WHAT THE EXERCISE ASKS: Print out every record exactly as it appears.

##### DATA PROVIDED

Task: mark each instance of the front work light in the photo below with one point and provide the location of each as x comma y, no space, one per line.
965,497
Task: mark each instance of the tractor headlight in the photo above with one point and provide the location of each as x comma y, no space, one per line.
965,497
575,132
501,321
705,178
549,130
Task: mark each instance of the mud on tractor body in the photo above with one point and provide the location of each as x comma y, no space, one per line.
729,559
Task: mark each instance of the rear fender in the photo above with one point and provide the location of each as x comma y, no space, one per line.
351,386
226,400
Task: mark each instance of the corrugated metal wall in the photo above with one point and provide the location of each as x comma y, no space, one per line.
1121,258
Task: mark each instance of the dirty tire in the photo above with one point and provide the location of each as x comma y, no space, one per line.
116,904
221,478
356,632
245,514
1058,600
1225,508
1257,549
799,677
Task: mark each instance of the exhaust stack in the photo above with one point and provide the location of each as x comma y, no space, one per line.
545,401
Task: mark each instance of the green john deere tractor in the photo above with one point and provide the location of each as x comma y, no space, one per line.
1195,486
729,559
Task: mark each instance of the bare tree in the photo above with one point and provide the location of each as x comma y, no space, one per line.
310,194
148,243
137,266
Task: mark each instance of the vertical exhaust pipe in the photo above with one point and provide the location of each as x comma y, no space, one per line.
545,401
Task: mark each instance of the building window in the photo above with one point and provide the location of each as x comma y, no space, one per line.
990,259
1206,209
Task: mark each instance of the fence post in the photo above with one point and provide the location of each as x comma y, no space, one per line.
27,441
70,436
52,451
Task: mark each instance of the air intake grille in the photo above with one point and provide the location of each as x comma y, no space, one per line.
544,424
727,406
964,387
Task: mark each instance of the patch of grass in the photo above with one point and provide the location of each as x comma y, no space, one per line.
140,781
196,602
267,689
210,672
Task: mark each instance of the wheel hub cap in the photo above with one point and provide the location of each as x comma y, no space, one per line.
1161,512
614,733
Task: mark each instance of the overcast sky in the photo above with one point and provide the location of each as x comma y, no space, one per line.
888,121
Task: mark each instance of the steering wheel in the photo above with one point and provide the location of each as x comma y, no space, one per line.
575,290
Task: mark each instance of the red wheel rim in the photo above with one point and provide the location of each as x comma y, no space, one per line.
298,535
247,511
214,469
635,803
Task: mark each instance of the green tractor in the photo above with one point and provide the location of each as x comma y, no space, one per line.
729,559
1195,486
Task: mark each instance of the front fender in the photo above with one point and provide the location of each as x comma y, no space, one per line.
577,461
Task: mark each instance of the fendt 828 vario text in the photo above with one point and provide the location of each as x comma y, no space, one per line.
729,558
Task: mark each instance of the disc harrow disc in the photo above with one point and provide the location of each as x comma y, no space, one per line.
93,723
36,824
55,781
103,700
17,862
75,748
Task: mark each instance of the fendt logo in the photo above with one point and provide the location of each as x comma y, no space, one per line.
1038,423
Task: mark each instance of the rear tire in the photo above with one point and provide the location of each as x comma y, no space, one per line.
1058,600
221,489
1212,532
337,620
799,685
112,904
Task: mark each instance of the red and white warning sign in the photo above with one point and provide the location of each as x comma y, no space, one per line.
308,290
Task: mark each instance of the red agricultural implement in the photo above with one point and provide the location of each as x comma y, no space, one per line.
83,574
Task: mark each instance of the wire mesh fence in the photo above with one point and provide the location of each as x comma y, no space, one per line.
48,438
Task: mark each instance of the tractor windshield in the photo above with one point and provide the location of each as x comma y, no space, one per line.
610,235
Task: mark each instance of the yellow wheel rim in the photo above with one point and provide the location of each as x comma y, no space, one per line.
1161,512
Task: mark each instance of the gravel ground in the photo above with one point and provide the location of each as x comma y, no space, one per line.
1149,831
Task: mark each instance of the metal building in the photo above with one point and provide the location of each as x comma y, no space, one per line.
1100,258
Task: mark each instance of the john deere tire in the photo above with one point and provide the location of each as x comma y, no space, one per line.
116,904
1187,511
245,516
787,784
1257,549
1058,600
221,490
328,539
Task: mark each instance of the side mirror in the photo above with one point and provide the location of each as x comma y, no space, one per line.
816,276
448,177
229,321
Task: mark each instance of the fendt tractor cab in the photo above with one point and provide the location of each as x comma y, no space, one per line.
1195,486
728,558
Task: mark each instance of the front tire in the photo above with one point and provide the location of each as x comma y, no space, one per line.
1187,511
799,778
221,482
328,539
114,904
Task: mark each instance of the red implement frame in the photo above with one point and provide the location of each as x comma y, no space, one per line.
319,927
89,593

##########

OUTPUT FOR THIS EXERCISE:
Task: mark each instance of the front work light in the photo below with one point and provide the location of each as x comma y, no space, one per line.
965,497
Task: mark each instance of the tractor headlight in the photo above with one point and provide the location of each as x comma y, no space, one per line.
965,497
575,132
501,321
705,178
549,130
Task: mark each instance of the mud on tractor body in the photo above with one point and provide the location of each as x comma y, no space, one per line.
729,559
Task: mark each instance of the rear fender in the photo above with one point and provide the location of each as x comma y, no space, one per line.
351,386
226,400
Task: mark each instance of the corrugated metal wall in the photo above with one point and provide the location of each as x comma y, no space, one per line.
1121,258
Task: mark each instance of the dirty tire in the photo above with one point and provide the location of each as x comma y, no space, one per line.
116,904
221,478
356,632
245,514
1058,600
1225,508
1257,549
799,677
Task: mark each instance of the exhaust stack in the photo above with one point and provide the location of each as x comma y, no space, one per line.
545,401
Task: mark each instance of the green john deere tractor in the photo above with one point and provide the location of each as x comma y, no space, one per line.
1195,486
729,559
Task: mark each instance of the bare tree in the photo above with one point and provide the location of each as x comma y, no space, one per line.
310,194
148,243
137,266
Task: mark each instance of the vertical exhaust pipe in the photo above with one point and provide the location of each as x comma y, no space, one per line.
545,401
Task: mark each instance of the building window in the photo above with one point and provide the location of each as x comma y, no space, one per line.
990,259
1206,209
Task: mark each instance of the fence post in the photo above with one point and provide the location of each as x comma y, no space, one per line.
27,441
70,436
52,451
Task: mark each instance of the air intake grille in the photo above with one point and provide the location of each as x comma y, no space, one per line.
544,424
727,406
964,387
Task: mark each instance of the patch of grass in the photo above with one point and provide the location of each as x comma y, no space, one per line.
140,781
196,602
267,689
210,672
Task: mark each instance of the wheel hub cap in the photo above with one point and provide the location of each as x comma y, no space, one per line.
1161,512
614,733
Task: mark each instance of the overcast sky in the photo above with one point and provide the location of each as x comma y, no space, one per line.
888,121
Task: mark each instance of the steering wheel in the photo above with one point and provide the location of each as x comma y, no space, one per line.
575,290
Task: mark each instance of the red wheel rim in the photo above with one point and provide the location of each as x comma y, no space, one per line.
298,535
247,511
214,469
635,803
Task: mark each instance of the green tractor in the photo above with one point and provide the location of each as x comma y, no space, one per line.
729,559
1195,486
Task: mark each instance of the front fender in the photo above with one point and provide the location of each as x comma y, no space, one per line.
577,461
Task: mark each instance of the fendt 828 vario text in the photo above with one point and provide the location of each as x comma y, no space, one per line.
729,558
Task: mark each instance of the disc harrow disc in the photo above with one point and provide the location of each as x comma y, no space, one per line.
93,723
36,824
55,781
103,700
17,862
75,748
Task: mark each instance of the fendt logo in the photo above with one point and provide the location of each as x comma y, no space, one per line.
1038,423
Task: mark each instance of the rear tire in the photo above with one point and provide the location of each as x comma y, no space, one per line.
1058,600
221,489
1212,532
337,620
799,685
112,904
Task: mark each instance of the red and white warning sign in the photo above with one point and provide the location of each as x comma y, no space, one per line.
308,290
Task: mark each instance of the red agricultural implement in the photo above with one point and provide the location of each as x comma y, no space, one per line.
83,574
Task: mark each instance of the wire mesh fence in the photo above with one point and provide the location of each as x comma y, no space, one per line.
48,438
Task: mark each instance of the tractor windshield in the photo above with one point and provide the location of each as x comma y, no space, one per line.
610,235
Task: mark each instance of the yellow wheel rim in the photo above with one point and provide the location of each as x comma y, no space, one per line.
1161,512
Task: mark each instance of the gravel ground in the photo above with one point and provide the location of each as x comma y, no space, one per line.
1149,831
Task: mark each instance of the metal building in the photo above with one point and provide the location of each as x comma y, no space, one per line.
1100,258
Task: mark each instance of the john deere tire in the photo above with one point and provide the location of each as x comma y, no space, one per line.
116,904
1187,511
245,516
787,784
1257,549
1058,600
221,490
328,539
Task: mark each instance of the side mirror in the photo above with one point and provide the location of each as x comma y, no space, one per line.
816,276
448,177
229,321
Task: mark each instance of the fendt tractor cab in the photo above with one point and provide the location of each as x comma y, no space, one per line.
1195,486
728,558
Task: mark each instance of the front tire in the photo above with one point and provide the location of each as x comma y, no space, one per line.
1187,511
799,778
221,482
328,539
114,904
Task: mark each instance of the red implement frame in the photo above with one point and provide the location of each as x comma y, no space, one per line.
319,927
89,593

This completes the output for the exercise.